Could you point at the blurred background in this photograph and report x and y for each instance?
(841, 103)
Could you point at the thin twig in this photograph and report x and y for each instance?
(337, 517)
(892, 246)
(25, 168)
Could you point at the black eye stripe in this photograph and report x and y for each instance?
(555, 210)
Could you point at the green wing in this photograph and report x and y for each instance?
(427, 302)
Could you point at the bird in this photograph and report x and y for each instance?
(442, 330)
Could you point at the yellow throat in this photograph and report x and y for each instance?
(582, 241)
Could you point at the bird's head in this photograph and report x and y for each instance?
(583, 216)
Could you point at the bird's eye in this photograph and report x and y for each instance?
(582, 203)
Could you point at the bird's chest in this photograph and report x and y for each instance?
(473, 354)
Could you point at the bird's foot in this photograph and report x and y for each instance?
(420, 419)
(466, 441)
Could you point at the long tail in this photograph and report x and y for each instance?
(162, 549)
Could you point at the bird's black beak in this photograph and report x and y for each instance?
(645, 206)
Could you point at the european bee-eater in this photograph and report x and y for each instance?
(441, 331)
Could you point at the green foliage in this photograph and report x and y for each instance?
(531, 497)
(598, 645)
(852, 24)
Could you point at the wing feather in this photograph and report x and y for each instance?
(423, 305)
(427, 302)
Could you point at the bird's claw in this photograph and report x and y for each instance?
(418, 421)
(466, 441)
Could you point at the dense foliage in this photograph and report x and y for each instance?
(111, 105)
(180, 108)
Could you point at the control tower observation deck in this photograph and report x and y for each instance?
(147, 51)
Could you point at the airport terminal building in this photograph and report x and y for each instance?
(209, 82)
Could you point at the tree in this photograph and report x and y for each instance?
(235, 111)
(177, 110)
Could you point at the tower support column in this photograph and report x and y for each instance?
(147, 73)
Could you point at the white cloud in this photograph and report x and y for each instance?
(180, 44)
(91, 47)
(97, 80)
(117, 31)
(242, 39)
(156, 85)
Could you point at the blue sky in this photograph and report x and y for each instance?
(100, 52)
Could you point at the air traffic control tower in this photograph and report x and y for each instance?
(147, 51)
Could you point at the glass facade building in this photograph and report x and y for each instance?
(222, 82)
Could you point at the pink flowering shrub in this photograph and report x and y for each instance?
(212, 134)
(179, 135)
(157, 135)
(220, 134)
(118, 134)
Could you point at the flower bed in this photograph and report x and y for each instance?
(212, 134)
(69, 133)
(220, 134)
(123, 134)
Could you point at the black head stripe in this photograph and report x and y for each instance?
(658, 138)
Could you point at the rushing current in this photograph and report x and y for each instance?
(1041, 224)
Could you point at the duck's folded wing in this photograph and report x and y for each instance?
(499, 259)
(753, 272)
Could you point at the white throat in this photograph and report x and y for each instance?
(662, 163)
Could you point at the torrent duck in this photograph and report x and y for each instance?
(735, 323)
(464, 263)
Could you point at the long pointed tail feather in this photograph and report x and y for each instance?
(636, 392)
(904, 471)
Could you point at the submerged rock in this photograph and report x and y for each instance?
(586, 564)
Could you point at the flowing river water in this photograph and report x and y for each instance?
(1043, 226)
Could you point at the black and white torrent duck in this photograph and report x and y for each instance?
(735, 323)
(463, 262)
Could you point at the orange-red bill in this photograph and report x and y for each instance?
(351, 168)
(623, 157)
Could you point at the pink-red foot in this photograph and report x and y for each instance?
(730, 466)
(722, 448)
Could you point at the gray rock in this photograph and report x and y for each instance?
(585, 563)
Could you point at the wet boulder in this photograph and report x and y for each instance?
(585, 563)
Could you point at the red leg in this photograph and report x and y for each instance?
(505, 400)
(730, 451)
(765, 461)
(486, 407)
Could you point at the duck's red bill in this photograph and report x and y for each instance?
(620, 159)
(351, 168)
^^^^^^^^
• **SHORT TASK**: All lines from the line containing "Could you point at the pink-red" through the end of the listing above are to be duplicated exactly; include both ends and nothing further.

• **TASK RESULT**:
Could you point at the pink-red foot in this photograph and report x and y for each instance?
(730, 466)
(722, 448)
Could you point at the gray rock in this photograph and report x and y for each instance?
(585, 563)
Could you point at the wet boulder in this photograph and report x and y for each instance?
(585, 563)
Could you point at the red leg in this photograph and report x and y for each instance?
(505, 400)
(730, 451)
(765, 461)
(486, 407)
Could you point at the duck's red bill in this photograph and report x and y for each instance?
(620, 159)
(351, 168)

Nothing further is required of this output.